[Data listing]
⁂

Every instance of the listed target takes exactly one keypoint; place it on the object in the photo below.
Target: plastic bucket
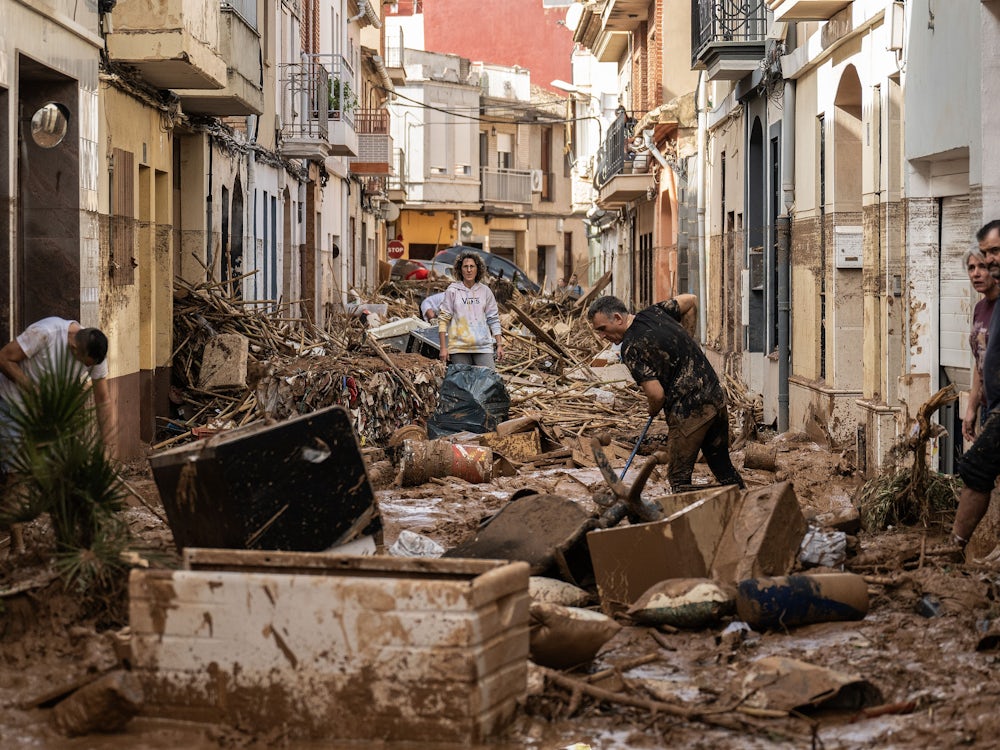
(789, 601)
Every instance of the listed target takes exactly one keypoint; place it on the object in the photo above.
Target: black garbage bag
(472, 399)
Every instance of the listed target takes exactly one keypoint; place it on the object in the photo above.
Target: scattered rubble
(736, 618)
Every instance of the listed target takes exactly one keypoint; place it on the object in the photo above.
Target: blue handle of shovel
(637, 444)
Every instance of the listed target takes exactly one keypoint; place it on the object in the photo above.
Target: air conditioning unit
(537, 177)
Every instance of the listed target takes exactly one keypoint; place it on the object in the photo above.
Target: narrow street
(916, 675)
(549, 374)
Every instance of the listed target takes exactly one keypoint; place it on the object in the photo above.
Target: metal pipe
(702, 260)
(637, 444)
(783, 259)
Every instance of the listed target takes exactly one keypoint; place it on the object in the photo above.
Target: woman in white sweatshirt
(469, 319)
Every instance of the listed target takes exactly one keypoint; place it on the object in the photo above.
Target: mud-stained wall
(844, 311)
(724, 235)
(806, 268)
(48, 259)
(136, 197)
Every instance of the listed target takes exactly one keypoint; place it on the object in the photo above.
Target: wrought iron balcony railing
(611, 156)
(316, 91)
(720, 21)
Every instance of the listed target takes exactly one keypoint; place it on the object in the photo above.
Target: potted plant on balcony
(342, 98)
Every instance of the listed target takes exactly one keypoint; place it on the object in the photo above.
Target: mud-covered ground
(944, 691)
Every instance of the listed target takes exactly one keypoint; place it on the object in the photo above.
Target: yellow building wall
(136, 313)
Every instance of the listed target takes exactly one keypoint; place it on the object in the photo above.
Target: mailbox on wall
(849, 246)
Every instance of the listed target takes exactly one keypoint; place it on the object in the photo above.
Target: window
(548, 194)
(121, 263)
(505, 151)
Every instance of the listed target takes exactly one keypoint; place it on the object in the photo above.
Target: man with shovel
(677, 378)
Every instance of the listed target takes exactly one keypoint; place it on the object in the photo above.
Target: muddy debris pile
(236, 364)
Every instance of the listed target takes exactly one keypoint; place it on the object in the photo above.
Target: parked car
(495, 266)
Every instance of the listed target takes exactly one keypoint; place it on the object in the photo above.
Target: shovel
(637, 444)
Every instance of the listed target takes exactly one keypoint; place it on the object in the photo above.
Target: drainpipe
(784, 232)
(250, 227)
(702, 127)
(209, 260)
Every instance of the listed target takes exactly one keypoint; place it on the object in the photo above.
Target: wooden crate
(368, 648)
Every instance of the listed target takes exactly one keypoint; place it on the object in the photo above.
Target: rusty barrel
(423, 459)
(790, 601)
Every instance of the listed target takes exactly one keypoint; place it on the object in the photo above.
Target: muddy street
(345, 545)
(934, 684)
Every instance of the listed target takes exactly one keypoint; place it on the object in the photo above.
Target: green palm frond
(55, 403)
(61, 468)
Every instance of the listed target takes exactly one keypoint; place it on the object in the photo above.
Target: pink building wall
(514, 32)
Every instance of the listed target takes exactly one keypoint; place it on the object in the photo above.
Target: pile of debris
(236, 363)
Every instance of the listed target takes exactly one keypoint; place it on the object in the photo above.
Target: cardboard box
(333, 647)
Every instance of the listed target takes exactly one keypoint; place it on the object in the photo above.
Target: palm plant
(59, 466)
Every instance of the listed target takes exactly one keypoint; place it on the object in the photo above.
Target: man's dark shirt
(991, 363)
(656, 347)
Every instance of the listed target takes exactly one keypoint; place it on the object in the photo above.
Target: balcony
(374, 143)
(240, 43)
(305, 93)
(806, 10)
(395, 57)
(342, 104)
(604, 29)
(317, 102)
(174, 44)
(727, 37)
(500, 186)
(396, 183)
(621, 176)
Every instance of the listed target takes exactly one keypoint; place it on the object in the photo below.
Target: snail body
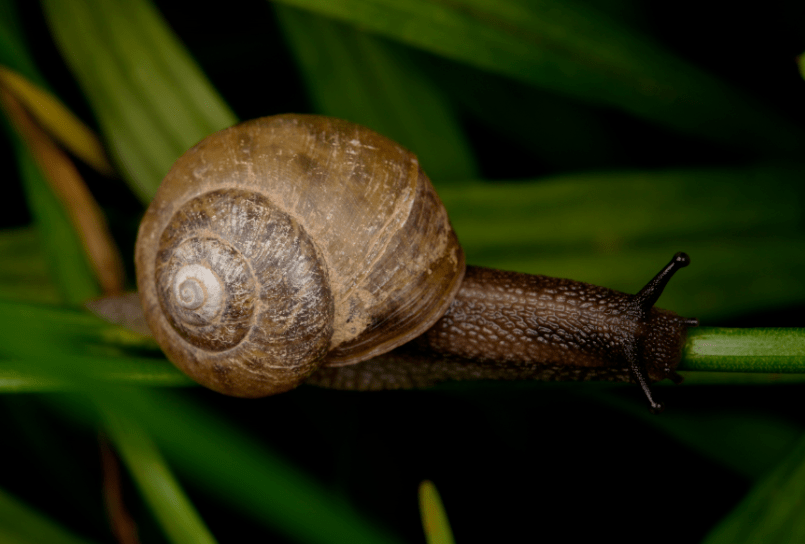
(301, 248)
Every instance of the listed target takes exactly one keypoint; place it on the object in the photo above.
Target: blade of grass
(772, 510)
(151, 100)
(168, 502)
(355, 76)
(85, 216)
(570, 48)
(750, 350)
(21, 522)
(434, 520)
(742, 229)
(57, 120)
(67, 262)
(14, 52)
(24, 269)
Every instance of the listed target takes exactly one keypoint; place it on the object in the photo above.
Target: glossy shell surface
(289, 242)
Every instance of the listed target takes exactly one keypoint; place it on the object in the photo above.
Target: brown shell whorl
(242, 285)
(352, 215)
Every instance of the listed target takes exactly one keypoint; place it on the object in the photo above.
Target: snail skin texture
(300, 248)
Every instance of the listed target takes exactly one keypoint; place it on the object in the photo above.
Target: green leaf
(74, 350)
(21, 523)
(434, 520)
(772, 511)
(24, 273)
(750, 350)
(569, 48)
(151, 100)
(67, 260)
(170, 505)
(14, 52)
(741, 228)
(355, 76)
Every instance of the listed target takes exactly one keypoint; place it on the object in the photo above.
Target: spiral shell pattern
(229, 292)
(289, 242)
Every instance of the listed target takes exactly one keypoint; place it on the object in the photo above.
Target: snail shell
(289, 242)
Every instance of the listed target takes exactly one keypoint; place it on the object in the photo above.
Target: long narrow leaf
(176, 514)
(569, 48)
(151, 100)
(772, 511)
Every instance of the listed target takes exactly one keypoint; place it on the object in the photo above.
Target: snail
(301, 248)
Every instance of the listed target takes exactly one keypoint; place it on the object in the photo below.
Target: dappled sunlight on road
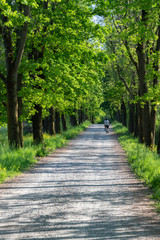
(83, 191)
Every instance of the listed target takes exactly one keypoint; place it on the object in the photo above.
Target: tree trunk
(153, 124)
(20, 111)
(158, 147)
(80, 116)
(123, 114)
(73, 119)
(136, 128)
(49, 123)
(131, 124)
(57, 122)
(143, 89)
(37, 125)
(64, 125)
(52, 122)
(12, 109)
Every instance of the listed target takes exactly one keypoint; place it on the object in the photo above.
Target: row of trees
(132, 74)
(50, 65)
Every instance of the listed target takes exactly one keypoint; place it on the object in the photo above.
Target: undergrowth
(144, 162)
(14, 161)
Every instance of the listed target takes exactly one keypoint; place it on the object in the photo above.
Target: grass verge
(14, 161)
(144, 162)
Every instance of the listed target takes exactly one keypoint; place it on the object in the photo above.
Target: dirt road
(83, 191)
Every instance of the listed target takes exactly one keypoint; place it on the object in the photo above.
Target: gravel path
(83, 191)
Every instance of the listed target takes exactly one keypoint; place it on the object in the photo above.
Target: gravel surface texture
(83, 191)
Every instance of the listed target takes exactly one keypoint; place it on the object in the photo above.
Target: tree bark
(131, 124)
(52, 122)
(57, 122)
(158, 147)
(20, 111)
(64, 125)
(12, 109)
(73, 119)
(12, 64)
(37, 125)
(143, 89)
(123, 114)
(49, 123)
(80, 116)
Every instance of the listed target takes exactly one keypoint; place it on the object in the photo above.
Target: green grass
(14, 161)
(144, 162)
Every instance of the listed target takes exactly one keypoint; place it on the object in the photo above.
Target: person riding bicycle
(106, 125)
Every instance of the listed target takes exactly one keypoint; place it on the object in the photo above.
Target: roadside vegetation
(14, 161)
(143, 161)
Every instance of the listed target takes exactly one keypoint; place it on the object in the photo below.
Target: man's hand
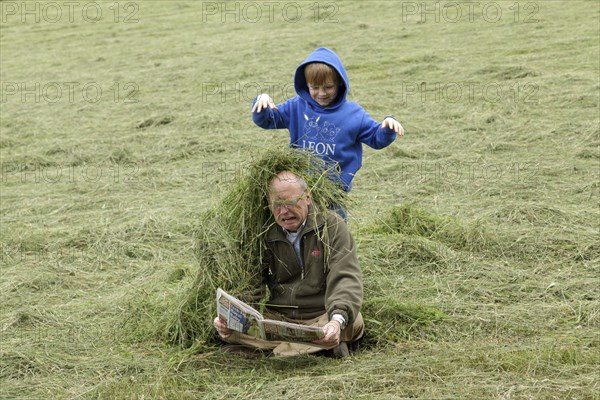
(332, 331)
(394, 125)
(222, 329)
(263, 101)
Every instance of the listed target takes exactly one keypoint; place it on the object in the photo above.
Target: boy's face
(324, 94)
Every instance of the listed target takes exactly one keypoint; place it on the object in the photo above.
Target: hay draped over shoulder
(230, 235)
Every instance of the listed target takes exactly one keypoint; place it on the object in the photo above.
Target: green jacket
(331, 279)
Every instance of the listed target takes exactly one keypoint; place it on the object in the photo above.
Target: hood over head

⁂

Leave out all images, then reproduce the entries above exactly.

Every instance of the listed target takes exactly one keypoint; place it on the object in the photo below.
Target: plastic bucket
(789, 601)
Every instance of the listed target takes exactly one keypoint; place it on the object in the photo above.
Target: black garbage bag
(472, 399)
Every instance of the listed target takes exactly one keypoint; place it on the object in the photo above.
Target: scattered rubble
(736, 618)
Every instance of the listed target takes exactly one keypoint; place it on the object in the photo above.
Target: blue handle of shovel
(637, 444)
Every instance of the listed target takes exactly one keypoint; place it on the object in the photo above.
Target: air conditioning unit
(537, 177)
Every instance of the listed target takes exactly one keypoint; place it on the object in the photo above.
Target: narrow street
(916, 675)
(549, 374)
Every instance of the listed target takes exactly one keypoint; place it on the object in the photo above.
Target: metal pipe
(702, 260)
(637, 444)
(783, 259)
Every instance of the listed target takes exactly one keypoint; place it on the object in the photo above.
Target: woman in white sweatshirt
(469, 319)
Every instance of the listed target takes exactly one keypoint; place it on the object in the photo above.
Target: mud-stained wall
(844, 311)
(724, 235)
(806, 268)
(48, 259)
(136, 197)
Every instance of the listed target takes exactly one keypoint; place it on the object in the photo above.
Target: wrought iron balcony railing
(611, 156)
(316, 91)
(720, 21)
Every instance of the listed target takes exactly one keypoint; place it on the object in the photo above.
Target: potted plant on balcony
(342, 98)
Every instance of the listed target takes exactly one keypoint; place it on the object in the photo above.
Target: mud-covered ground
(944, 691)
Every instance of the listed target takes exactly one keypoint; place it on the object in the photo above.
Target: yellow building wall
(136, 313)
Every instance of the listed target takes exactly one keypoint; place it on the object in the photo above.
Target: mailbox on wall
(849, 246)
Every instance of the listed target takes exactly one keypoint; place it on the object in the photo above.
Target: window
(548, 194)
(121, 263)
(505, 151)
Every instance of the listed target takes exactly one keypoint; place it on the object in the photo above.
Target: man with shovel
(677, 378)
Every instance of the listed target takes exactly one keypoint; place it on the object in the photo above.
Target: muddy debris pile
(236, 364)
Every instance of the listed target takes exactly one keypoint; place it on the object in the photo above.
Target: parked car
(495, 266)
Every instance of the listed target takes exactly one keypoint; place it on the object in the photo above.
Target: shovel
(637, 444)
Every instance of the listed target takes exactly one keypoint; place it on the object in the photo above.
Target: drainpipe
(784, 232)
(250, 227)
(702, 127)
(209, 260)
Every instance of the listed target takes exactly one keypoint; place it on the object in the photo above.
Target: wooden crate
(368, 648)
Every instance of the listed target takes exactly one keypoint; place it on the object in the photo above.
Target: rusty barrel
(423, 459)
(790, 601)
Every instance of the listed target takes exactly one keypoint; place it on the object in the photo above.
Target: muddy street
(345, 545)
(934, 684)
Every instance of the listed target takes exactly one keypoint; place it on the object in the photo above.
Target: green palm frond
(55, 403)
(61, 468)
Every instance of the listed target takes exactly one keypoint; place it on the object in the photo above.
Target: pink building wall
(514, 32)
Every instance of the listed target takes exactly one keypoint; place it on the object in the photo above.
Target: pile of debris
(236, 363)
Every instance of the listed target takes exactly one keypoint; place it on the object in the photo above.
Target: cardboard box
(333, 647)
Every instance of the listed target takes exactly one keypoint; place it on the object in the photo above.
Target: palm plant
(59, 466)
Every instance of the listed target takes exactly one keypoint; place it on the object in the photo above.
Target: man's dark shirt
(991, 363)
(656, 347)
Every instance of the listed target takes exactly one keypoint; place it on the object in the photo above.
Target: balcony
(374, 143)
(240, 43)
(305, 93)
(806, 10)
(395, 57)
(342, 104)
(604, 29)
(317, 102)
(174, 44)
(727, 37)
(500, 186)
(396, 183)
(621, 176)
Every instance of the listed target takes exactly one keypoint; place it on the object in the photo below.
Target: snail body
(301, 248)
Every instance of the listed target takes exactly one keypoint; place it on the object in the photo above.
Target: blade of grass
(772, 510)
(151, 100)
(168, 502)
(355, 76)
(85, 216)
(570, 48)
(750, 350)
(21, 522)
(434, 520)
(742, 229)
(57, 120)
(67, 262)
(14, 52)
(24, 269)
Every instance of the listed target takes exactly one keypoint; place it on the object in the photo above.
Target: glossy shell surface
(289, 242)
Every instance of the listed target takes exactly one keypoint; place it on the object in the photo above.
Target: brown shell whorl
(242, 285)
(352, 215)
Every instance of the listed target takes exactly one keypoint; place it on the object in the photo above.
Target: snail skin texture
(300, 248)
Every instance of the listed target takes exactly one keypoint; place it on the object in the photo above.
Target: green leaf
(74, 350)
(21, 523)
(434, 520)
(772, 511)
(24, 273)
(750, 350)
(569, 48)
(151, 100)
(67, 260)
(170, 505)
(14, 52)
(741, 228)
(355, 76)
Every instance of the listed target takes exactly one keypoint; place it on the object in the photo above.
Target: spiral shell pattern
(229, 292)
(289, 242)
Every instance of the listed target takes exactly one keypoint; place it on the object in the photo above.
Target: snail shell
(289, 242)
Every instance of the listed target takes exactly one keypoint; place it on the object in the photo above.
Target: long narrow leaf
(176, 514)
(569, 48)
(151, 100)
(772, 511)
Every instance of the listed target takes exactly one keypoint; place it on the object in the photo above.
Target: snail
(301, 248)
Every instance of the listed target takes exactly one keypoint; place it on the object in the photo below.
Target: dappled sunlight on road
(83, 191)
Every instance of the listed target takes exactly one keypoint; place it on the object in the photo above.
Target: tree trunk
(153, 124)
(20, 111)
(158, 147)
(80, 116)
(123, 114)
(73, 119)
(136, 128)
(49, 123)
(131, 124)
(57, 122)
(143, 89)
(37, 125)
(64, 125)
(52, 122)
(12, 109)
Every instance of the listed target takes exactly one keypoint; place it on the object in the photo above.
Target: row of trees
(132, 74)
(50, 65)
Every instance of the listed target takes exactly one keypoint; place it on the object in the photo above.
Target: undergrowth
(144, 162)
(14, 161)
Every instance of the listed target takes exactly one keypoint; place it on the object in the photo above.
Target: grass verge
(14, 161)
(144, 162)
Every instance of the listed target takes exactly one keypoint; place it on the object in the photo above.
Target: dirt road
(83, 191)
Every instance of the listed target takes exactly one keypoint; place it on the object in the photo above.
Target: gravel path
(83, 191)
Every instance of the listed target takes exactly one keypoint; place it on the object in the photo above.
Target: gravel surface texture
(83, 191)
Every instance of the listed target takes exactly one keypoint; place it on the object in the photo above.
Target: tree bark
(131, 124)
(52, 122)
(57, 122)
(158, 147)
(20, 111)
(64, 125)
(12, 109)
(73, 119)
(12, 64)
(37, 125)
(143, 89)
(123, 114)
(49, 123)
(80, 116)
Every instance of the listed target takes exactly one keypoint; place it on the object in the photo above.
Target: green grass
(14, 161)
(144, 162)
Every instance of the listed target takes exactly one keypoint; place it on the object in the photo above.
Target: person riding bicycle
(106, 125)
Every instance of the listed target takes exactly one keypoint; place it on the object in the photo above.
Target: roadside vegetation
(14, 161)
(143, 161)
Every instance of the listed target takes exactly one keypoint; place it on the object in the photo below.
Target: man's hand
(332, 331)
(394, 125)
(222, 329)
(263, 101)
Every instance of the listed target takes exactly one keypoint; place it on the object in the photo above.
Target: boy's face
(324, 94)
Every instance of the listed target takes exactly one keypoint; place it on the object in the photo above.
Target: hay draped over shoulder
(230, 235)
Every instance of the listed target takes exactly one keypoint; place it on the object in the photo above.
Target: green jacket
(331, 279)
Every instance of the listed target takes exactly one keypoint; place it on the object in the photo above.
Target: hood over head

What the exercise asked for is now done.